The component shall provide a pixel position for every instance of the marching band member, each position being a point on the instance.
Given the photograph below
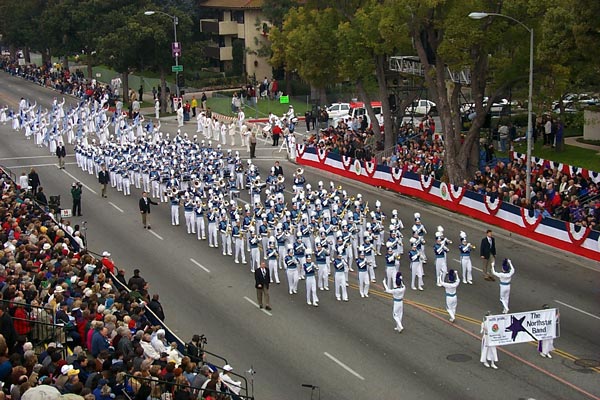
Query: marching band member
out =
(291, 266)
(213, 230)
(370, 256)
(419, 229)
(450, 288)
(254, 249)
(398, 295)
(341, 269)
(416, 266)
(311, 285)
(281, 239)
(174, 199)
(440, 251)
(321, 260)
(300, 252)
(545, 346)
(238, 237)
(272, 256)
(504, 277)
(465, 258)
(225, 231)
(199, 218)
(299, 180)
(363, 273)
(188, 214)
(488, 352)
(390, 265)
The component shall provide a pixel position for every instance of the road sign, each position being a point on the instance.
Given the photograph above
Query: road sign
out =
(176, 49)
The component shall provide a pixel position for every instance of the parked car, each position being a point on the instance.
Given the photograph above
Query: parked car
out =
(421, 107)
(337, 110)
(357, 109)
----
What needs to be done
Reproduce all of the items above, swapping every occurrence of "component" for "module" and keeping everything else identical. Leave the pictures out.

Full response
The module shall provide a pixel position for every instance of the marching band member, each position being a point on the instance.
Given the photograph below
Query: marching band member
out =
(291, 266)
(213, 230)
(370, 256)
(419, 229)
(450, 288)
(254, 249)
(398, 295)
(341, 269)
(416, 266)
(311, 285)
(281, 239)
(174, 199)
(440, 251)
(321, 260)
(300, 252)
(545, 346)
(238, 237)
(272, 256)
(504, 277)
(465, 258)
(225, 231)
(199, 218)
(299, 180)
(363, 273)
(188, 214)
(488, 352)
(390, 265)
The module shall provide a pixel position for every instance of the road sign, each position being a point on the instance.
Given the photograph above
Query: road sign
out =
(176, 49)
The module shall provide a pixel position for every instance of the parked car, each position being a point on the instance.
Given the photograph above
Query: parked car
out =
(421, 107)
(337, 110)
(357, 109)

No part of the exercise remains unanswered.